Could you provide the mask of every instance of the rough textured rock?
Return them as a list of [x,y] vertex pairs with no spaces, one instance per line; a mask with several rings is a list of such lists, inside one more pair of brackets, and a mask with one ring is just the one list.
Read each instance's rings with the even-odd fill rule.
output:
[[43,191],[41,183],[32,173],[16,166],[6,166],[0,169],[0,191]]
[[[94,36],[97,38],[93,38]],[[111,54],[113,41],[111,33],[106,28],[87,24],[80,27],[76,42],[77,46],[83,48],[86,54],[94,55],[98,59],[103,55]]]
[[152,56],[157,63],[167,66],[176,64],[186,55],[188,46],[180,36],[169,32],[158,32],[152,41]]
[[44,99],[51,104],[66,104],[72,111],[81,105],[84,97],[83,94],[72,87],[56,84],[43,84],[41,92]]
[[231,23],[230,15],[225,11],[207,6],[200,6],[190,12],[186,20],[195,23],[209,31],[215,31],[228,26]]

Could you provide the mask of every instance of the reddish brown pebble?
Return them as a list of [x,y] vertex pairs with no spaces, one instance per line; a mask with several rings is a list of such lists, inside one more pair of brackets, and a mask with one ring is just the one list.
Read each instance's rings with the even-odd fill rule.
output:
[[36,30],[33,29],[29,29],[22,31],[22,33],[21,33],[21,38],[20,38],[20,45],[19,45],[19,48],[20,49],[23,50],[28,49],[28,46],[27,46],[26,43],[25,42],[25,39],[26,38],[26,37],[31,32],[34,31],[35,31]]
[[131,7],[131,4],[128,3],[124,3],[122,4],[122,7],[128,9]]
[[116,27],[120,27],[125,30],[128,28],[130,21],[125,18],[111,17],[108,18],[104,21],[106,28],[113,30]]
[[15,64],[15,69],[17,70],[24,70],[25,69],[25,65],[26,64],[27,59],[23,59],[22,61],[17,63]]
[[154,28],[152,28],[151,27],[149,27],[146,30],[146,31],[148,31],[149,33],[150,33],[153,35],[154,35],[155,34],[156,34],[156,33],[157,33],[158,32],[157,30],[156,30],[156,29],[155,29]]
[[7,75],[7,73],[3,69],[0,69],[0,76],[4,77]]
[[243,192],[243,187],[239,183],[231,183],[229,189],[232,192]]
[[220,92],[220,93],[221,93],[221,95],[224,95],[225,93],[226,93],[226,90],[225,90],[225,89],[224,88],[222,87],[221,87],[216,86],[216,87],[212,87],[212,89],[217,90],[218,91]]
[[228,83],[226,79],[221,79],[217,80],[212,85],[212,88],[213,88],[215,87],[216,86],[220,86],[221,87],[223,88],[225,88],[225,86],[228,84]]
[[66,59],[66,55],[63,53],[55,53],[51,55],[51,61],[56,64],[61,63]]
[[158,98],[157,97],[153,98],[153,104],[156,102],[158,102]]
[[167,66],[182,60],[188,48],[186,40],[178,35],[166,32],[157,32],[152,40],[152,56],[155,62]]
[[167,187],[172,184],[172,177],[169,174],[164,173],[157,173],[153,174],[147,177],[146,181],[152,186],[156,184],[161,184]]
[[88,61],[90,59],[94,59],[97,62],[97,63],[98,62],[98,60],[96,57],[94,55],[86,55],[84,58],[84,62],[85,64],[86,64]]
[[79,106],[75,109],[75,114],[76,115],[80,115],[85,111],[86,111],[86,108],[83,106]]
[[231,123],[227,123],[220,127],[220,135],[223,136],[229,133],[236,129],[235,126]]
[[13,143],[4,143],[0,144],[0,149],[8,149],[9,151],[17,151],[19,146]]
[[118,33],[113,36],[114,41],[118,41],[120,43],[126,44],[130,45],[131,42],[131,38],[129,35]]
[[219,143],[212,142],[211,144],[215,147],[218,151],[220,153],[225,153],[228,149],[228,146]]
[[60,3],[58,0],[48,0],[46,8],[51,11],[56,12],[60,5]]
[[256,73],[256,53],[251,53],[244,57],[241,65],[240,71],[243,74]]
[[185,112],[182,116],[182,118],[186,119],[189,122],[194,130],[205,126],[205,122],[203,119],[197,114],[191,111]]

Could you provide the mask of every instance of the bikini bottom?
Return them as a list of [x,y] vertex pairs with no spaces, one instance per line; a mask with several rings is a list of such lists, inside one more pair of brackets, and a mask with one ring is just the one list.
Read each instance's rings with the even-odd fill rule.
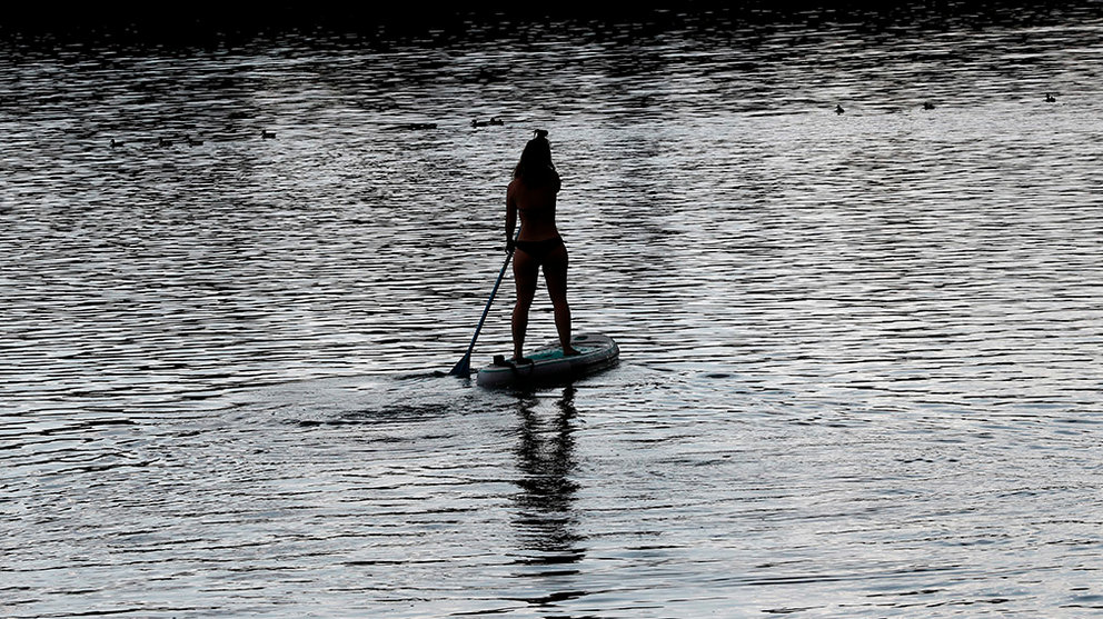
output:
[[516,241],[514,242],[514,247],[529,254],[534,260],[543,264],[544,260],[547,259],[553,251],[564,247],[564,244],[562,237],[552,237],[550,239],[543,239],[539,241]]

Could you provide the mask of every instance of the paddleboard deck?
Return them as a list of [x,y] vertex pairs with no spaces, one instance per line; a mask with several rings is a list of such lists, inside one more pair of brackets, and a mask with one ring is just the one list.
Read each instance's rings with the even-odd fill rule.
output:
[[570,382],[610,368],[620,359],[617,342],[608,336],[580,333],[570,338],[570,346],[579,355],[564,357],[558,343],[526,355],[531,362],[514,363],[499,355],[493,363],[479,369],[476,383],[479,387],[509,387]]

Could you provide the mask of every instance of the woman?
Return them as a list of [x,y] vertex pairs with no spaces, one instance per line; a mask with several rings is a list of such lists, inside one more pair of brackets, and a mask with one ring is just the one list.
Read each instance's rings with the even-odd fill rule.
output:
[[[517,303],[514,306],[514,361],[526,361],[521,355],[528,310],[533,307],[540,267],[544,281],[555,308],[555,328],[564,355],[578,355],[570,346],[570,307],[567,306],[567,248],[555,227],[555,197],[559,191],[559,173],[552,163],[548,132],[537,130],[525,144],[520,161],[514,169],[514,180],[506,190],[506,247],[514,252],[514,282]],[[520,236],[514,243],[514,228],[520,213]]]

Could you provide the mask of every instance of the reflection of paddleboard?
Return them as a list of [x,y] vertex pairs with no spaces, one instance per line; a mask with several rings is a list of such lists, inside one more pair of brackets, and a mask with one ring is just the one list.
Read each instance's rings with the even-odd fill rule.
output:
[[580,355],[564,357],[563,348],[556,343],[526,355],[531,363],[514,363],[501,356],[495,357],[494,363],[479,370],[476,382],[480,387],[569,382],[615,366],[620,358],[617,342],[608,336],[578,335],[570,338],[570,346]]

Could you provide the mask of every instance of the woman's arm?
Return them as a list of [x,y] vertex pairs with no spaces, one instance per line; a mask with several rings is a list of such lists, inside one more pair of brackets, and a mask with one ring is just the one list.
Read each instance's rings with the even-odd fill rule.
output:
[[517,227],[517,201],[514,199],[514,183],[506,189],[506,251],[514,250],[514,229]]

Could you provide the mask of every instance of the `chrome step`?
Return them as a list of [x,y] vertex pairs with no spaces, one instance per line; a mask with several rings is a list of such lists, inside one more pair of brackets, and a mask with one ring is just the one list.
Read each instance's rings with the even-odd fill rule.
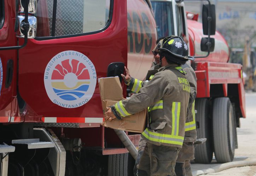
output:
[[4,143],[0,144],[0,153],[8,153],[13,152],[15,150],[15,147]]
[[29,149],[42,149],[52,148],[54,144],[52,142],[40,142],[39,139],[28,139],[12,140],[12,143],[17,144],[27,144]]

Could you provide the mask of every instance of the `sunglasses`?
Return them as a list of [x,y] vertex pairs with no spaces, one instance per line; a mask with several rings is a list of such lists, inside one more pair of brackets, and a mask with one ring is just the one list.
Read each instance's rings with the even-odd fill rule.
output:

- _Requirement_:
Reproduce all of the material above word for word, leaving out the pictures.

- _Output below_:
Could you provide the mask of every instance of the rough textured rock?
Return them as a list of [x,y] vertex pairs with no spaces, one instance per line; a mask with several rings is a list of such lists, inside one more pair of brackets, and a mask with one ring is just the one list.
Read each instance's rings with the even-odd fill rule.
output:
[[43,191],[41,183],[32,173],[16,166],[6,166],[0,169],[0,191]]
[[[94,36],[97,38],[93,38]],[[111,54],[113,41],[111,33],[106,28],[87,24],[80,27],[76,42],[77,46],[83,48],[86,54],[94,55],[98,59],[103,55]]]
[[152,56],[157,63],[167,66],[176,64],[186,55],[188,46],[180,36],[169,32],[158,32],[152,41]]
[[44,99],[51,104],[66,104],[72,111],[81,105],[84,97],[83,94],[72,87],[56,84],[43,84],[41,92]]
[[231,23],[230,15],[225,11],[207,6],[200,6],[190,12],[186,20],[195,23],[209,31],[215,31],[228,26]]

Could you provide the mask of every instance of the reddish brown pebble?
Return them as a list of [x,y] vertex pairs with no spaces, one instance per line; a mask with several rings is a list of such lists, inside one more pair of brackets, and a mask with one ring is just the one list.
Read each instance's rings with the even-odd fill rule.
output:
[[36,30],[33,29],[29,29],[22,31],[22,33],[21,33],[21,38],[20,38],[20,45],[19,45],[19,48],[20,49],[23,50],[28,49],[28,46],[27,46],[26,43],[25,42],[25,39],[26,38],[26,37],[31,32],[34,31],[35,31]]
[[131,7],[131,4],[128,3],[124,3],[122,4],[122,7],[128,9]]
[[116,27],[120,27],[125,30],[128,28],[130,21],[125,18],[111,17],[108,18],[104,21],[106,28],[113,30]]
[[15,64],[15,69],[17,70],[24,70],[25,69],[25,65],[26,64],[27,59],[23,59],[22,61],[17,63]]
[[154,28],[152,28],[151,27],[149,27],[146,30],[146,31],[148,31],[149,33],[150,33],[153,35],[154,35],[155,34],[156,34],[156,33],[157,33],[158,32],[157,30],[156,30],[156,29],[155,29]]
[[7,75],[7,73],[3,69],[0,69],[0,76],[4,77]]
[[243,192],[243,187],[239,183],[231,183],[229,189],[232,192]]
[[220,92],[220,93],[221,93],[221,95],[224,95],[225,93],[226,93],[226,90],[225,90],[225,89],[224,88],[222,87],[221,87],[216,86],[216,87],[212,87],[212,89],[217,90],[218,91]]
[[228,83],[226,79],[221,79],[217,80],[212,85],[212,88],[213,88],[215,87],[216,86],[220,86],[221,87],[223,88],[225,88],[225,86],[228,84]]
[[66,59],[66,55],[63,53],[55,53],[51,55],[51,61],[56,64],[61,63]]
[[158,98],[157,97],[153,98],[153,104],[156,102],[158,102]]
[[167,66],[182,60],[188,48],[186,40],[178,35],[166,32],[157,32],[152,40],[152,56],[155,62]]
[[167,187],[172,184],[172,177],[169,174],[164,173],[157,173],[153,174],[147,177],[146,181],[152,186],[156,184],[161,184]]
[[88,61],[90,59],[94,59],[97,62],[97,63],[98,62],[98,60],[96,57],[94,55],[86,55],[84,58],[84,62],[85,64],[86,64]]
[[79,106],[75,109],[75,114],[76,115],[80,115],[85,111],[86,111],[86,108],[83,106]]
[[231,123],[227,123],[220,127],[220,135],[223,136],[229,133],[236,129],[235,126]]
[[13,143],[4,143],[0,144],[0,149],[8,149],[9,151],[17,151],[19,146]]
[[118,33],[113,36],[114,41],[118,41],[120,43],[126,44],[130,45],[131,42],[131,38],[129,35]]
[[219,143],[212,142],[211,144],[215,147],[218,151],[220,153],[225,153],[228,149],[228,146]]
[[60,3],[58,0],[48,0],[46,8],[51,11],[56,12],[60,5]]
[[256,73],[256,53],[251,53],[244,57],[241,65],[240,71],[243,74]]
[[185,112],[182,116],[182,118],[186,119],[189,122],[194,130],[205,126],[205,122],[203,119],[197,114],[191,111]]

Could you provide the mask of every instance of the bikini bottom?
Return them as a list of [x,y] vertex pairs with no spaces, one instance per line; a mask with several rings is a list of such lists, inside one more pair of brackets, and a mask with one ring is just the one list.
Read each instance's rings with the even-odd fill rule.
output:
[[516,241],[514,242],[514,247],[529,254],[534,260],[543,264],[544,260],[547,259],[553,251],[564,247],[564,244],[562,237],[552,237],[550,239],[543,239],[539,241]]

Could you provide the mask of every instance of the paddleboard deck?
Return them as a list of [x,y] vertex pairs with no spaces, one instance per line; a mask with several rings is a list of such lists, inside one more pair of brackets, and a mask with one ring is just the one list.
Read each instance's rings with the even-odd fill rule.
output:
[[570,382],[610,368],[620,359],[617,342],[608,336],[580,333],[570,338],[570,346],[579,355],[564,357],[558,343],[526,355],[531,362],[514,363],[499,355],[493,363],[479,369],[476,383],[479,387],[509,387]]

Could you provide the mask of every instance of the woman?
Return them as a list of [x,y] vertex pairs with no spaces, one instance per line; a mask with several rings is a list of such lists, inside one more pair of brackets, and a mask with one ring is just the one list.
Read each instance's rings with the even-odd fill rule.
output:
[[[517,303],[514,306],[514,361],[526,361],[521,355],[528,310],[533,307],[540,267],[544,281],[555,308],[555,328],[564,355],[578,355],[570,346],[570,307],[567,306],[567,248],[555,227],[555,197],[559,191],[559,173],[552,163],[548,132],[537,130],[525,144],[520,161],[514,169],[514,180],[506,190],[506,247],[514,252],[514,282]],[[520,236],[514,243],[514,228],[520,213]]]

Could you provide the mask of every instance of the reflection of paddleboard?
Return them as a list of [x,y] vertex pairs with no spaces, one instance per line; a mask with several rings is a list of such lists, inside one more pair of brackets, and a mask with one ring is just the one list.
Read each instance's rings with the even-odd fill rule.
output:
[[580,355],[564,357],[563,348],[556,343],[526,355],[531,363],[514,363],[501,356],[495,357],[494,363],[479,370],[476,382],[480,387],[569,382],[615,366],[620,358],[617,342],[608,336],[578,335],[570,338],[570,346]]

Could you provide the mask of every instance of the woman's arm?
Return them as a list of [x,y] vertex pairs with no spaces, one instance per line; a mask with several rings is a list of such lists, inside one more pair of brackets, and a mask with one ring is just the one list.
Read each instance's rings with the even-odd fill rule.
output:
[[517,227],[517,201],[514,199],[514,183],[506,189],[506,251],[514,250],[514,229]]

Could you provide the mask of every instance of the `chrome step`?
Return them as a list of [x,y] vertex pairs with no spaces, one instance per line; a mask with several rings is a list of such lists, inside one more pair of brackets, and a mask with one ring is just the one list.
Read each instance's rings with the even-odd fill rule.
output:
[[4,143],[0,144],[0,153],[8,153],[13,152],[15,150],[15,147]]
[[29,149],[42,149],[52,148],[54,144],[52,142],[40,142],[39,139],[28,139],[12,140],[12,143],[17,144],[27,144]]

Could you provide the mask of every instance of the `sunglasses`?
Return them as a list of [x,y] vertex pairs with no spaces, one instance per line; a mask with several rings is a list of such lists, inside one more pair of brackets, and a mask with one ring is just the one list.
Read each instance's rings with the even-odd fill rule.
output:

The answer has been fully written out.